### Exercise objective:
List each line of the data below that contains the word "palm".

### Dataset:
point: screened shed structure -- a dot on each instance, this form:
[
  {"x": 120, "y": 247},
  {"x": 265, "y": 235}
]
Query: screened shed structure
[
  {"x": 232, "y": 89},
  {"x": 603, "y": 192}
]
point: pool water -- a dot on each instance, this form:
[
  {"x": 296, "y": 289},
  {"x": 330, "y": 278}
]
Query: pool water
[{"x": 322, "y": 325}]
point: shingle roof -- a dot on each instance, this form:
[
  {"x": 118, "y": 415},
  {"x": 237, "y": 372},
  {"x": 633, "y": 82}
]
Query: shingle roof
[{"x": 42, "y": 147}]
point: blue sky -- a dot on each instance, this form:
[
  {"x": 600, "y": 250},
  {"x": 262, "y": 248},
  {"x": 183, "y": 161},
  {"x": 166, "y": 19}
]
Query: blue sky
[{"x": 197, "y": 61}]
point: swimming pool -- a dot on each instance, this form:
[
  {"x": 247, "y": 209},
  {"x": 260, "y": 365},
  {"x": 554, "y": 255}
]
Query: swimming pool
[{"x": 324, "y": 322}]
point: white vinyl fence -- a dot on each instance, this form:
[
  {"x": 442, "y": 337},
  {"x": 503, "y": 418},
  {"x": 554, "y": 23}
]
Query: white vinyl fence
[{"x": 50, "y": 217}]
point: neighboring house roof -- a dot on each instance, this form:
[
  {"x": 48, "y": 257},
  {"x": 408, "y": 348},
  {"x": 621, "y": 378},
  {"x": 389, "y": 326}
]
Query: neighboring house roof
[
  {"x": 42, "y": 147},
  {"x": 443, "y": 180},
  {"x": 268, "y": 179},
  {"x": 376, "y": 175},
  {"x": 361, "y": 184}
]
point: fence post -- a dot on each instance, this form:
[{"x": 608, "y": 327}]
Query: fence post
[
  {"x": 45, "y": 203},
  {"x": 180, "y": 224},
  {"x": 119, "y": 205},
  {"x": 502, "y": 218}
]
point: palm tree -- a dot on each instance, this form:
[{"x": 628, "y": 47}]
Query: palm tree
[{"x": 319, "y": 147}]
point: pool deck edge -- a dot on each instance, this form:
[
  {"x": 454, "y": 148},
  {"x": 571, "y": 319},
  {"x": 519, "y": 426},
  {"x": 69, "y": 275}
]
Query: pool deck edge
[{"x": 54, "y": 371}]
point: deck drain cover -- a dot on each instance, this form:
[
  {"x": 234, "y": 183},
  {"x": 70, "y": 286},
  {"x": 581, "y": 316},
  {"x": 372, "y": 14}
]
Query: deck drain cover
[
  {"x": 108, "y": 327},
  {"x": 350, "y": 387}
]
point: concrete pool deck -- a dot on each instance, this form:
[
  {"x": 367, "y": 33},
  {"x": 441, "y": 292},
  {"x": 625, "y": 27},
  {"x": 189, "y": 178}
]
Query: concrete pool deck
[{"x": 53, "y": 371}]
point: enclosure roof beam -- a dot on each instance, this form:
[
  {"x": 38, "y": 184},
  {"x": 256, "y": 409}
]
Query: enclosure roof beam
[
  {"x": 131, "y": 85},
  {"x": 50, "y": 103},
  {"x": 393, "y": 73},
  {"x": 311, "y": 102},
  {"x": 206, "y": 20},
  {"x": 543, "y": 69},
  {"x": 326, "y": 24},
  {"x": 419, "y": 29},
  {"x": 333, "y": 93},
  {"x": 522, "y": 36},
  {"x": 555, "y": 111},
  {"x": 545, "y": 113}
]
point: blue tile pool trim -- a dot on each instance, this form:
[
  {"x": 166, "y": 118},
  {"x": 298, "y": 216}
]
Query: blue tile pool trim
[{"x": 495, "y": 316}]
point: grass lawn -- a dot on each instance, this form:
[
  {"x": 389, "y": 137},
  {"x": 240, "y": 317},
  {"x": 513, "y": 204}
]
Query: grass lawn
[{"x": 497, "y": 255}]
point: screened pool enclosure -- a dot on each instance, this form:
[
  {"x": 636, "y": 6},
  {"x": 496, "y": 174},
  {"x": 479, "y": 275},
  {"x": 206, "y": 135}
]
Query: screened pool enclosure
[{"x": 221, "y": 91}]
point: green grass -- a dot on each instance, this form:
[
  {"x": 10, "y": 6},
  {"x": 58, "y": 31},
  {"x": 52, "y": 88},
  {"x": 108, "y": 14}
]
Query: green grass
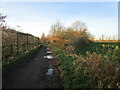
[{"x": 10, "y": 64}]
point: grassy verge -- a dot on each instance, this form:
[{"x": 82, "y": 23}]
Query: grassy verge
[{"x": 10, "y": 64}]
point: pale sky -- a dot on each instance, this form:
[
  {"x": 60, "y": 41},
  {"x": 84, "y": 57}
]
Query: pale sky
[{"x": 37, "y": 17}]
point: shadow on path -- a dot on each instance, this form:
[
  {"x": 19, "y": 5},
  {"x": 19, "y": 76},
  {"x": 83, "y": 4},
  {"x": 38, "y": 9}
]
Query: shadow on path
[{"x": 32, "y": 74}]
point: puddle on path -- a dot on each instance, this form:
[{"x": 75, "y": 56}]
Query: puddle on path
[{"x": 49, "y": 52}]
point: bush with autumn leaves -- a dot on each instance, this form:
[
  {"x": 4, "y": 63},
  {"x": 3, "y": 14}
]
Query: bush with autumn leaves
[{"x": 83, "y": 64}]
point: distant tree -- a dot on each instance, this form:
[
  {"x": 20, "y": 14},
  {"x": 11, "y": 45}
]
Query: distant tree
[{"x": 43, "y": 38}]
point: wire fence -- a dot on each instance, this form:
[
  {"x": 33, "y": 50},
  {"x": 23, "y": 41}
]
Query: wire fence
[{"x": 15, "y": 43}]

* * *

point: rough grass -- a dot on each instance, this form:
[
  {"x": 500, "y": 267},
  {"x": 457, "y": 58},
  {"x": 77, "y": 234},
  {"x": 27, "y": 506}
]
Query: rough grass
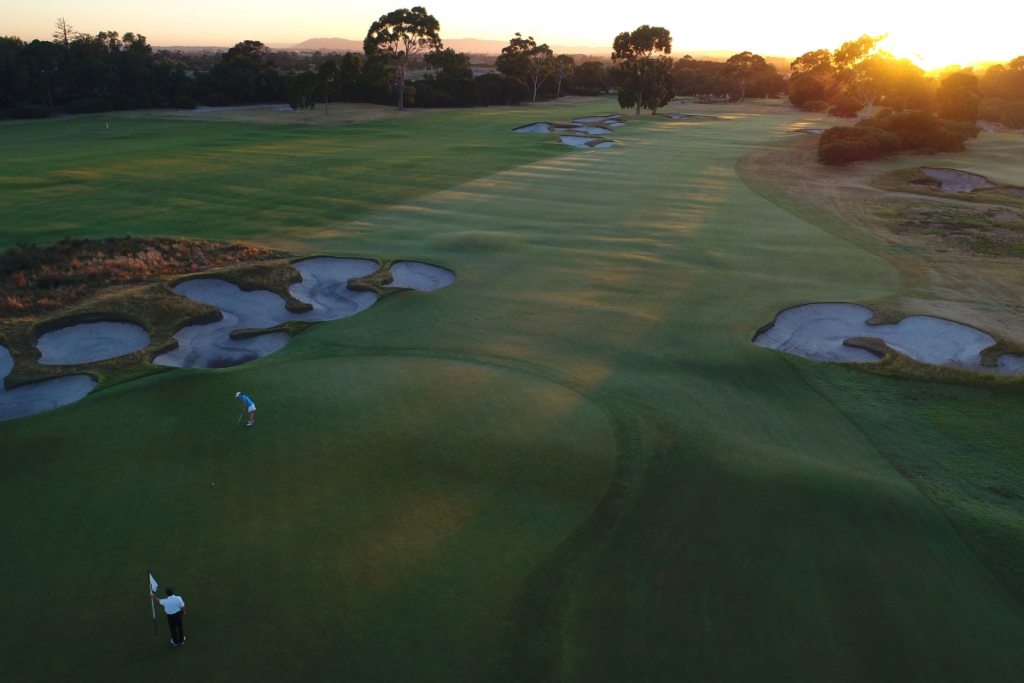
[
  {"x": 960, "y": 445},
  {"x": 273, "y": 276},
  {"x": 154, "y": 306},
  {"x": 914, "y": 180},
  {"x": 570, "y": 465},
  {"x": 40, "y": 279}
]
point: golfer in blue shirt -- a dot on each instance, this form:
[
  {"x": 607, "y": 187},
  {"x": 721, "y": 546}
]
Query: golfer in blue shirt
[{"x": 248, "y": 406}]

### Problem solution:
point: palm tree -- a dot on each instance, this form:
Query: palm tree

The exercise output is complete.